● The exercise: Rewrite the material below, changing each occurrence of "grasp planning" to "grip planning" and leaving everything else untouched.
:::::
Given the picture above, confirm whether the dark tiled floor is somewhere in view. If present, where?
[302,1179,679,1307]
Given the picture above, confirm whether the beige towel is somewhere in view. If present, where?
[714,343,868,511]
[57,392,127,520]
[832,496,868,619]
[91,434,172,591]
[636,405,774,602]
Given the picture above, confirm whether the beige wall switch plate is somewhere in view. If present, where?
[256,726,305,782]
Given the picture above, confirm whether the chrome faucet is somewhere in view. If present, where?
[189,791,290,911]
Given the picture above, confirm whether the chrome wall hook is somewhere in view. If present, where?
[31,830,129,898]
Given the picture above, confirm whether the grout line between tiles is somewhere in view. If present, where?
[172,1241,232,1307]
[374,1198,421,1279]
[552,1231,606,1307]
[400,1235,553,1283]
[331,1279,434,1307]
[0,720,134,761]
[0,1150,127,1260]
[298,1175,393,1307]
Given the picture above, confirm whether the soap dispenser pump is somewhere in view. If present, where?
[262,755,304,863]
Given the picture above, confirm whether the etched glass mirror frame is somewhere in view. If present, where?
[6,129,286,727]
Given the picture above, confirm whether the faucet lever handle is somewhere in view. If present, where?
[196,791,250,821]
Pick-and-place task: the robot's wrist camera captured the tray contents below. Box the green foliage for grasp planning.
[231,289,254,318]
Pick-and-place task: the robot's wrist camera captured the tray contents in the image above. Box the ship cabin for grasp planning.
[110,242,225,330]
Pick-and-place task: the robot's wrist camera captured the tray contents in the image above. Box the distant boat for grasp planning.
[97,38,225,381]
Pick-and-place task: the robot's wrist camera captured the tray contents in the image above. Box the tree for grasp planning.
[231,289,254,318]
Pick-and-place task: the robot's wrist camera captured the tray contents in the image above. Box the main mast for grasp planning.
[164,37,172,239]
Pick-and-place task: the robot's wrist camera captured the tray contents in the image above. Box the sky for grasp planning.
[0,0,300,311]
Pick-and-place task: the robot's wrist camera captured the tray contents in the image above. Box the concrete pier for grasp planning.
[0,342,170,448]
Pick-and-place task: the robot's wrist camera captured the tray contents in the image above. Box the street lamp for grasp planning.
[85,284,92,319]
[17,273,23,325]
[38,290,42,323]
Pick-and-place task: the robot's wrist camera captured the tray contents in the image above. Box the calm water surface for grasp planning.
:::::
● Answer for the task:
Given the picture above, confirm whether the dark tiled floor is somewhere in view. If present, where?
[302,1179,679,1307]
Given the picture above, confirm whether the beige towel is somewhere in view. If present, where?
[714,343,868,511]
[57,392,127,520]
[832,496,868,619]
[91,434,172,591]
[636,405,774,602]
Given the picture above, confirm whether the beige wall switch plate is somewhere in view. If present, where?
[256,726,305,782]
Given the picture above, confirm whether the chrome faucet is somewhere in view. If present, where?
[189,791,290,911]
Given the picture above, confirm whether the chrome wall hook is somewhere in view. If present, where?
[31,830,129,898]
Given the picture above, confirm whether the grout line between tiles is somewhere in view. If present, where?
[172,1241,232,1307]
[374,1198,421,1279]
[552,1231,606,1307]
[400,1235,553,1283]
[331,1279,434,1307]
[0,720,134,761]
[0,1150,127,1260]
[298,1175,393,1307]
Given the picture above, confirm whether the soap dispenser pump is somewhere in view. If present, where?
[262,755,304,863]
Given the picture above, confirm whether the etched glass mirror frame is somewhere in view. If present, where?
[6,129,286,727]
Given the picture above, confirm whether the faucet lever handle is somewhere in view. If present, where?
[196,791,250,821]
Pick-and-place task: the robot's wrist camera captured the tray contents below. Box the green foliage for grip planning.
[231,289,254,318]
Pick-and-place task: the robot's wrist camera captured the tray contents in the image above. Box the ship cabin for grip planning.
[110,242,225,330]
Pick-and-place task: the robot's wrist camera captured the tray contents in the image above. Box the distant boat for grip planning.
[97,38,225,381]
Pick-and-place task: the robot's wrist camera captured the tray contents in the image above. Box the tree for grip planning.
[231,289,254,318]
Pick-and-place task: the robot's wrist camera captured the tray contents in the image above. Box the main mast for grip planning.
[164,37,172,239]
Pick-and-place task: the robot's wrist camera captured the tray contents in the image above. Box the sky for grip planning.
[0,0,300,311]
Pick-and-place task: the robot's wrist camera captured the tray contents in the image above. Box the concrete pier for grip planning.
[0,342,170,448]
Pick-and-place task: the robot's wrist camera captured the tray contents in the image above. Box the street lamp for grip planning.
[85,284,92,319]
[17,273,23,325]
[38,290,42,323]
Pick-and-place task: the robot's wrist camera captured the tray contents in the image above. Box the calm water surface for grip planning.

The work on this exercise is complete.